(Beginning of INFORMATION PROVIDED)

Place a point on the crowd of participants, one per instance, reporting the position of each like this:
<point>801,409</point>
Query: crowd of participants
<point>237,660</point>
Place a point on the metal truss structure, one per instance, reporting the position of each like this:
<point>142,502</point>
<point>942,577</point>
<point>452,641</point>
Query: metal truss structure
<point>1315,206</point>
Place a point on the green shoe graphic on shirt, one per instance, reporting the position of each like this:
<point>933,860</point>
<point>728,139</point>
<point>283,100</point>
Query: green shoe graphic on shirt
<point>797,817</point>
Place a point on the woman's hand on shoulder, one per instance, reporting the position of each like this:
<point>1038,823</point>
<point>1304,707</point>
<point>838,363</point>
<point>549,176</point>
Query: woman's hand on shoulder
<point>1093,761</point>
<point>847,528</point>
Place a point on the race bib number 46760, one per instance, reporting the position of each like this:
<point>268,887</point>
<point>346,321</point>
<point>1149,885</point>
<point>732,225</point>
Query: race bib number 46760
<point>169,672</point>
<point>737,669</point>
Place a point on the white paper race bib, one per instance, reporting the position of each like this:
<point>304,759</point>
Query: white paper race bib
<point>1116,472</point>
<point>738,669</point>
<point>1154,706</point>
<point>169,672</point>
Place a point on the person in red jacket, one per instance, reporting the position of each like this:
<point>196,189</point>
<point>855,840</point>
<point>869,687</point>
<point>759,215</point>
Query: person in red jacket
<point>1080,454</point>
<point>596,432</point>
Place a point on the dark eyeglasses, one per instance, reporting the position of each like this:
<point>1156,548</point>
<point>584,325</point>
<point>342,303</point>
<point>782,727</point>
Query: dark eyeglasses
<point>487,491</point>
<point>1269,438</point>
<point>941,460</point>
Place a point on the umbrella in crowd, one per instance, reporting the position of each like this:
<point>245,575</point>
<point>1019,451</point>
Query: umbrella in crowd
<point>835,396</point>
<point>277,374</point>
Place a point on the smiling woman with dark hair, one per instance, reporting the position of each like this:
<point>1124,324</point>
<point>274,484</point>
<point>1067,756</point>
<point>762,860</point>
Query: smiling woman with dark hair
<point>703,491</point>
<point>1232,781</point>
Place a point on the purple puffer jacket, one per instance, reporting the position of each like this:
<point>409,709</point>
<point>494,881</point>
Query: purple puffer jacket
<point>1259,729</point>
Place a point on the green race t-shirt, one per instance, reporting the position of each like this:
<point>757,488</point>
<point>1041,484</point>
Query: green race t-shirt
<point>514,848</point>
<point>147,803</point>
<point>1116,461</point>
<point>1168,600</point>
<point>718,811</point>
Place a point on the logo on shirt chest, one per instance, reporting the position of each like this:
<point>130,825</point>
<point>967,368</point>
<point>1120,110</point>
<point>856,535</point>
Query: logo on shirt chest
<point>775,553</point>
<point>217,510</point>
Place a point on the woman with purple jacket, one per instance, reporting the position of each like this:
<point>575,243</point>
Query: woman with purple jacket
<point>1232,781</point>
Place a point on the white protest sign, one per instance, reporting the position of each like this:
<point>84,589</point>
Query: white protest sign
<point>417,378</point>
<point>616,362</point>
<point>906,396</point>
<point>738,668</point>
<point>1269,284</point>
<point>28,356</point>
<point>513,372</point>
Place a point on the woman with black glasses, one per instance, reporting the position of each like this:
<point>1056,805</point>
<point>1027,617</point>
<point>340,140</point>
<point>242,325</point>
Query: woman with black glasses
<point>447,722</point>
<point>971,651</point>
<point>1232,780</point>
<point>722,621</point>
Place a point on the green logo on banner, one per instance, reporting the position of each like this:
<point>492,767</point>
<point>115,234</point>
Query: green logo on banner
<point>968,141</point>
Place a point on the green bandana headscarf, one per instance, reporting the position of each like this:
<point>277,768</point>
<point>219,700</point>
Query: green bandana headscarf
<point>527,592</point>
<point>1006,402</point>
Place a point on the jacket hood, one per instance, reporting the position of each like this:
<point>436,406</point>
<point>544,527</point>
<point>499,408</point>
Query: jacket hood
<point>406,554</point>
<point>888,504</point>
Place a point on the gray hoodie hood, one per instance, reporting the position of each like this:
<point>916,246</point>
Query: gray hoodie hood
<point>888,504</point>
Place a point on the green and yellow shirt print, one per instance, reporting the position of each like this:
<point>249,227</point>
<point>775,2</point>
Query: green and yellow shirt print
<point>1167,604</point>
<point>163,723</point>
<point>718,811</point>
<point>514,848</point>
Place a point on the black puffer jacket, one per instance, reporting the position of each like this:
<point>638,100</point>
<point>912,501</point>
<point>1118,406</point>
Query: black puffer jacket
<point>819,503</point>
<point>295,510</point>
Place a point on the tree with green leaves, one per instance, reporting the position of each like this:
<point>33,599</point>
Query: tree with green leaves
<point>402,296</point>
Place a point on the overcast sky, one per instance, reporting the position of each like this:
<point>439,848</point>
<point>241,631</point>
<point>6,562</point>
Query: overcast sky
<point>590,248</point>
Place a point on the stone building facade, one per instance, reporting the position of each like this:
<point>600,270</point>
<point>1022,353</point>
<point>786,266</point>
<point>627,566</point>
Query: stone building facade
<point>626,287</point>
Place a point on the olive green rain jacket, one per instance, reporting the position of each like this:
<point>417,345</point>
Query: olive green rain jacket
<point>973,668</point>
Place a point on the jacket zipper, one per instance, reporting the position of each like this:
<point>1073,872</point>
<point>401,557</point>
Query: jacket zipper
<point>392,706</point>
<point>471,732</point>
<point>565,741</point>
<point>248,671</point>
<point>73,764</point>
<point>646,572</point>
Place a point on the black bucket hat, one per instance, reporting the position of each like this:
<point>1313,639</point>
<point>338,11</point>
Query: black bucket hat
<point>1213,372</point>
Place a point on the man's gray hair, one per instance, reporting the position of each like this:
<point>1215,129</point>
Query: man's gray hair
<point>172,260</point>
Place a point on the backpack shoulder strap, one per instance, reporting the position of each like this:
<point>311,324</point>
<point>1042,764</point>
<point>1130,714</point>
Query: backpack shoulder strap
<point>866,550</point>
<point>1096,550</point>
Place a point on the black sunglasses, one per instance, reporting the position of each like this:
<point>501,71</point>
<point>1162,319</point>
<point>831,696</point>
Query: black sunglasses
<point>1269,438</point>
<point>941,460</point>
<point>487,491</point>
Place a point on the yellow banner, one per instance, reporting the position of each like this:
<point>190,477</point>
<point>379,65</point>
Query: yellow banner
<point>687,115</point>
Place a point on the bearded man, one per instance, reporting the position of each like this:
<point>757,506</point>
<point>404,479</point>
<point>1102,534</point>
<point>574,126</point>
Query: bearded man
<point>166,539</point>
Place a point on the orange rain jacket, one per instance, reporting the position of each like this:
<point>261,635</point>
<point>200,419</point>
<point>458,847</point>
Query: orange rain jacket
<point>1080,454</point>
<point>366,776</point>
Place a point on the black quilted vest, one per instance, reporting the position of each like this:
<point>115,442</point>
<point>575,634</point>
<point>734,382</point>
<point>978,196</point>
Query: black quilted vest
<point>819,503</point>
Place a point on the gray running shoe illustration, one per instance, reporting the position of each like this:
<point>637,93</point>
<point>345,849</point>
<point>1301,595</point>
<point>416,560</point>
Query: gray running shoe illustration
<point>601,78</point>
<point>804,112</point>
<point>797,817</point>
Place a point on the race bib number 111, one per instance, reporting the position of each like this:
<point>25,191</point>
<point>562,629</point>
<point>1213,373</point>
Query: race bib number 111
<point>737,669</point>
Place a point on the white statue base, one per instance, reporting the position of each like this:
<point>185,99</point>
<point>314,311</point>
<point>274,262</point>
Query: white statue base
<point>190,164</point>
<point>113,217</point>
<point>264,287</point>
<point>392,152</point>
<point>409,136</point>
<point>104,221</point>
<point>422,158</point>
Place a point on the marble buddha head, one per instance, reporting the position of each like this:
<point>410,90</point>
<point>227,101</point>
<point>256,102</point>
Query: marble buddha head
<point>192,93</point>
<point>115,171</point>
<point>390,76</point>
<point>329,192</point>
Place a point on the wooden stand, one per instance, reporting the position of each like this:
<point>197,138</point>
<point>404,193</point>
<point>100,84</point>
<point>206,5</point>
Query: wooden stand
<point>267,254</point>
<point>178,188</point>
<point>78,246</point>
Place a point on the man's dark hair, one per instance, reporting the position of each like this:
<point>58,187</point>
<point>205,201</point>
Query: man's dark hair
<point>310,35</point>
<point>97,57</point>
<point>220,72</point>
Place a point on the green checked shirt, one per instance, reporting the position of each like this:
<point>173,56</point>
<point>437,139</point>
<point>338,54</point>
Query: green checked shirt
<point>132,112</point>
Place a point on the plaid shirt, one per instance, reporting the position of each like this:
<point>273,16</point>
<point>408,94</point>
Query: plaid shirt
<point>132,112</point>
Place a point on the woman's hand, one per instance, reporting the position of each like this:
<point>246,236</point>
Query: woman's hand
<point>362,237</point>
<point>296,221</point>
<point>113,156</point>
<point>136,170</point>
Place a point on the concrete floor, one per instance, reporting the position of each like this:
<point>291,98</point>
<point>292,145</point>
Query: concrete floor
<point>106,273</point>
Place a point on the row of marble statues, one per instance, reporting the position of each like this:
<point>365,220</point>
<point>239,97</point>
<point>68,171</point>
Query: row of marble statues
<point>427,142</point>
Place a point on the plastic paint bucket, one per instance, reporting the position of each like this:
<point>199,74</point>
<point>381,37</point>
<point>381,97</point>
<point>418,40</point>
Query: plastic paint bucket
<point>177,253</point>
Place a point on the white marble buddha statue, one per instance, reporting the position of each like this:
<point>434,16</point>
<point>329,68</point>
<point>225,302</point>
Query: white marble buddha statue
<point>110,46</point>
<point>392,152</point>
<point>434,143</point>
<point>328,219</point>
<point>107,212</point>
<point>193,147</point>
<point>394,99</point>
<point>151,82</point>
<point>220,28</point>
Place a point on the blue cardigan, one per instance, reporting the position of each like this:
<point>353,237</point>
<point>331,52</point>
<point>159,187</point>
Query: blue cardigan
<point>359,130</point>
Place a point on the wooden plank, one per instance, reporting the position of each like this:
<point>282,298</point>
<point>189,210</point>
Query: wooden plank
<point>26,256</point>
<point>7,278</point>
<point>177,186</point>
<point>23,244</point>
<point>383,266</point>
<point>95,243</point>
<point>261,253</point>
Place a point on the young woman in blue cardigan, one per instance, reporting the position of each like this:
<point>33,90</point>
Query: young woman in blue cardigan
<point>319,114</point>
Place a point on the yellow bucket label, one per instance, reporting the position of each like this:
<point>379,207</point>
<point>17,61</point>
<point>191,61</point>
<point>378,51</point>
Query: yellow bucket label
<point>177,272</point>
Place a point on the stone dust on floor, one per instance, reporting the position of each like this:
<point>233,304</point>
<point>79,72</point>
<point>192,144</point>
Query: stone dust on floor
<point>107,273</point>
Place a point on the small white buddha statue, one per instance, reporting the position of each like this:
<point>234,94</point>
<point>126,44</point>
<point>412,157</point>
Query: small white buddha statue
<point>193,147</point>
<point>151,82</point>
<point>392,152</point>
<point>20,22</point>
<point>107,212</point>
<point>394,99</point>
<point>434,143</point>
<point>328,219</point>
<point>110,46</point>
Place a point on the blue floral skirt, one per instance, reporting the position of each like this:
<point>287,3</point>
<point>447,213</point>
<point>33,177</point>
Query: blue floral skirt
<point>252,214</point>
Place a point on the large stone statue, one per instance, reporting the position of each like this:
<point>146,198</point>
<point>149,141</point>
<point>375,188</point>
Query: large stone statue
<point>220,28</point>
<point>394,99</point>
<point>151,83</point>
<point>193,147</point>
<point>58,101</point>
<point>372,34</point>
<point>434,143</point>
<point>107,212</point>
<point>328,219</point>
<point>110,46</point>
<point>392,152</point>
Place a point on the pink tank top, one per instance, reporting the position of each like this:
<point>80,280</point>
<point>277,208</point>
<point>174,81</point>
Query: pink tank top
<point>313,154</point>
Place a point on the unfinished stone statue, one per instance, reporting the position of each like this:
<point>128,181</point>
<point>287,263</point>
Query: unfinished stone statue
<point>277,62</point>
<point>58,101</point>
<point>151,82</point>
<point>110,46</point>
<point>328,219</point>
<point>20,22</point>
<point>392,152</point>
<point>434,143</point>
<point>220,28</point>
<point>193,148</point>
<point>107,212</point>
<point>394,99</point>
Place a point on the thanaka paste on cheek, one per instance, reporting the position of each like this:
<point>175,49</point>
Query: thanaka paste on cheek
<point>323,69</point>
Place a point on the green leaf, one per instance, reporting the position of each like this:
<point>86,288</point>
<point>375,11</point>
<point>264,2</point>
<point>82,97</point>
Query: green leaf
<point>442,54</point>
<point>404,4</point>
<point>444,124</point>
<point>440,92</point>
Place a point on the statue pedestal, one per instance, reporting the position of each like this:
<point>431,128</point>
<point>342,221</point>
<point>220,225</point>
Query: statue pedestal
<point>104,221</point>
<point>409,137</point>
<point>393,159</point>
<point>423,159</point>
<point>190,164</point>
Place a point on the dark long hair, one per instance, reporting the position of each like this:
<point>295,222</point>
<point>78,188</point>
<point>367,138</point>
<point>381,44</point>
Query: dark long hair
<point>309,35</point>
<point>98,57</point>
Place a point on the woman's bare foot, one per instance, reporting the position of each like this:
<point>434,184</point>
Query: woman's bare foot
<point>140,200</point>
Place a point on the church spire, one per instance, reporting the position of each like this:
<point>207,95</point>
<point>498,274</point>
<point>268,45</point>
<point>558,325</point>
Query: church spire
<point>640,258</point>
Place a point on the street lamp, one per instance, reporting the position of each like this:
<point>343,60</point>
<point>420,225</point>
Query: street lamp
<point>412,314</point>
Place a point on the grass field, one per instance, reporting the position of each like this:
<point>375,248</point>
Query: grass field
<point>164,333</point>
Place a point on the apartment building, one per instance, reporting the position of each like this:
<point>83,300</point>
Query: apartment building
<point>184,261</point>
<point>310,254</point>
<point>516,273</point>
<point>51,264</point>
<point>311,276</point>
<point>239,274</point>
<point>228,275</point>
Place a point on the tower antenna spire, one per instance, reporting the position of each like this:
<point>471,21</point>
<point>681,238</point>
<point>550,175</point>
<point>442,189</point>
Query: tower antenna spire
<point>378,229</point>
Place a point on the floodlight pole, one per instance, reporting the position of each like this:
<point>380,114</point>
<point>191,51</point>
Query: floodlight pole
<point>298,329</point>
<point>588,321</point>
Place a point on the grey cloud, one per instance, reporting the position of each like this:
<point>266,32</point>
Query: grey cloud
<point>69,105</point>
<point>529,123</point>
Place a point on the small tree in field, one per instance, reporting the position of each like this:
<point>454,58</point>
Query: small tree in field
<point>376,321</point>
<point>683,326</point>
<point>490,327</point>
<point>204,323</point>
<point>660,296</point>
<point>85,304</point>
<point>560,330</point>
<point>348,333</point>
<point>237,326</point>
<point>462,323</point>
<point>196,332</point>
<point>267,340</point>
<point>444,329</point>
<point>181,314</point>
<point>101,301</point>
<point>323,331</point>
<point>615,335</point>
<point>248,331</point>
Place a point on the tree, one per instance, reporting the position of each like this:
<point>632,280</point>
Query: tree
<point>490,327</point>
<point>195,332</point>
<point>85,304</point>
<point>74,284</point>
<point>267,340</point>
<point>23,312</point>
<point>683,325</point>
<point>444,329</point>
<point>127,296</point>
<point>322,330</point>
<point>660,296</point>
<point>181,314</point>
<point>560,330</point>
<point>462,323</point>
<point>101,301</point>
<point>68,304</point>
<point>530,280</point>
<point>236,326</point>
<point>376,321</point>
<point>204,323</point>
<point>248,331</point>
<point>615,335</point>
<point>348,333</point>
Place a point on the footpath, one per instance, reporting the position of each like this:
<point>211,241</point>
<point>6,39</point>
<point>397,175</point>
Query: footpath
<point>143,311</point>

(End of INFORMATION PROVIDED)

YOUR TASK
In the listing above, find the line holding "Query: young woman in blue cardigan" and the line holding "<point>375,188</point>", then output those two lines and every line between them exactly.

ANSWER SPACE
Query: young woman in blue cardigan
<point>319,114</point>
Place a point on the yellow bucket label, one per instance, reporting the position of each like this:
<point>379,207</point>
<point>17,61</point>
<point>191,61</point>
<point>378,51</point>
Query: yellow bucket label
<point>177,272</point>
Place a point on the stone dust on floor, one per instance, reporting the position of each like this:
<point>233,304</point>
<point>79,72</point>
<point>192,144</point>
Query: stone dust on floor
<point>107,273</point>
Place a point on the small white buddha statue, one per instance, reporting the position of each like this:
<point>234,94</point>
<point>126,44</point>
<point>412,157</point>
Query: small white buddha statue
<point>193,147</point>
<point>151,82</point>
<point>392,152</point>
<point>20,22</point>
<point>107,212</point>
<point>394,99</point>
<point>434,143</point>
<point>328,219</point>
<point>110,46</point>
Place a point on the blue floral skirt, one per instance, reporting the position of each like this:
<point>287,3</point>
<point>447,213</point>
<point>33,177</point>
Query: blue floral skirt
<point>252,214</point>
Place a point on the large stone statue, one per instance, reporting the position of each like this:
<point>146,198</point>
<point>149,141</point>
<point>375,188</point>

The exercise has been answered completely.